:: Text shown ::

Event Propagation. The process of local event delivery and propagation is the responsibility of the field dock. When an event is generated the dock sends the event to any local agent that has subscribed to that event. In order to subscribe to an event, an agent uses the dock's event interface to tell the dock the type and the name of the event in which it is interested.

Controlled Site Access and Abstraction. The final function performed by the field dock is controlled access to the underlying site. All operations that can be performed on a site are directly exported in the field dock's interface or they are indirectly exported through specific agents performing a defined task in response to the occurrence of a specific event or event pattern. Examples of the former include the registry interfaces and the event interfaces of the field dock described above. An example of the latter is an agent that resides at a site and adds an icon to the desktop whenever an application is added to the site. This agent provides an indirect interface to the user's desktop. The indirect interfaces created by the field dock's registry and event system can be quite sophisticated. For example, an agent could create an indirect interface to the site's file system by registering for specific events that semantically denote file operations, and then map these events into the file system itself.

:::
:: Material ::

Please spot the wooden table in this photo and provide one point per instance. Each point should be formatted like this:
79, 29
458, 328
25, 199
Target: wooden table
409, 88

:::

> [Stated goal]
According to the field dock text, what does an agent tell the dock when it subscribes to an event? Work from the field dock text alone, not from the rows.

> [Output of the exercise]
The type and the name of the event it is interested in.